**Data for analysis**
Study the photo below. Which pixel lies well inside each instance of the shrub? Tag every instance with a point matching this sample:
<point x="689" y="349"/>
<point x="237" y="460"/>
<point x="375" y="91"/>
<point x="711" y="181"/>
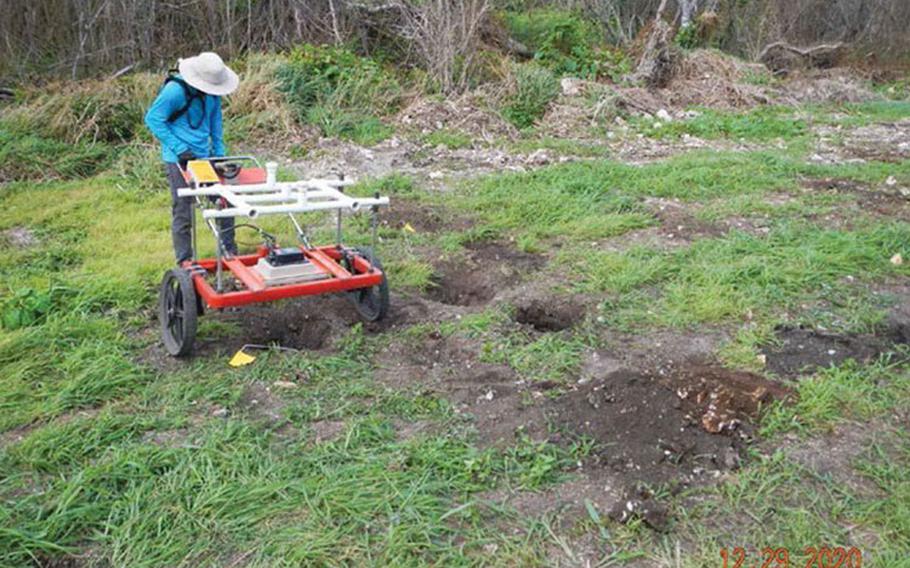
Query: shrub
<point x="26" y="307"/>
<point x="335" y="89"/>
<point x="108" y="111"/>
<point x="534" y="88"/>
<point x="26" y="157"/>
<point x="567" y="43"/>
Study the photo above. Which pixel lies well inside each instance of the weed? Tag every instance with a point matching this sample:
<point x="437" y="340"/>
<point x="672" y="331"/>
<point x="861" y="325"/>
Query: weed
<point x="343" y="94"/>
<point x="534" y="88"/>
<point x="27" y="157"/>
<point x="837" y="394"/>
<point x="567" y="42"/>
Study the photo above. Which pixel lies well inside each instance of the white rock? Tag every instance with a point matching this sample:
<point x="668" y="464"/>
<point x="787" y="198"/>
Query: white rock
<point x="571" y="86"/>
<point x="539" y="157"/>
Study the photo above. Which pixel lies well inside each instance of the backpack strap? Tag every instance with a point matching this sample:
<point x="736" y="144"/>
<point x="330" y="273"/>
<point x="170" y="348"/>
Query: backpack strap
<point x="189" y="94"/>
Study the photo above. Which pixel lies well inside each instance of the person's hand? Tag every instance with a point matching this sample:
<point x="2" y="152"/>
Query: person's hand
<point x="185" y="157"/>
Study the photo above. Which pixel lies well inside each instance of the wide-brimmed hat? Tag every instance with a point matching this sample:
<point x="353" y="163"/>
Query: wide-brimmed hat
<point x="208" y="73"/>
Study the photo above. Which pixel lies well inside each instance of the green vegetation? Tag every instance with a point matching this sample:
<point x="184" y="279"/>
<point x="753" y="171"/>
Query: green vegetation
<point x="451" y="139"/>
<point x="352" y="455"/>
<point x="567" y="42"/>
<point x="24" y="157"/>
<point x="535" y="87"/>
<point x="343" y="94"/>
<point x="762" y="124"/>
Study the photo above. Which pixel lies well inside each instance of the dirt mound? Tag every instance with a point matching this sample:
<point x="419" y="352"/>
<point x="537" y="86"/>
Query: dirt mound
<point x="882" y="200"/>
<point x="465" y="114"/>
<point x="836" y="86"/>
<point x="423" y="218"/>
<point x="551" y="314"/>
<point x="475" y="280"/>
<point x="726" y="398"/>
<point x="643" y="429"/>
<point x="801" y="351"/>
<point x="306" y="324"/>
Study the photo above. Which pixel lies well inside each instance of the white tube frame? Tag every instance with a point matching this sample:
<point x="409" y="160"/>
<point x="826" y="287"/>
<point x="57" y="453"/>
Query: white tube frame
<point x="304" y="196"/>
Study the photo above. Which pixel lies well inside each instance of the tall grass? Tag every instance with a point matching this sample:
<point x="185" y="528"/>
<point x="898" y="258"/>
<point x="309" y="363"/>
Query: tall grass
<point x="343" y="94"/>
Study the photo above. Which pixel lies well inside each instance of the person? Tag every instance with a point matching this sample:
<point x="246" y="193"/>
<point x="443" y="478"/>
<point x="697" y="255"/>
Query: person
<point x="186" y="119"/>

**Exercise goal**
Looking at the records, how many of the lines contain the string "Study"? Only the number should be given.

**Solution for this problem**
11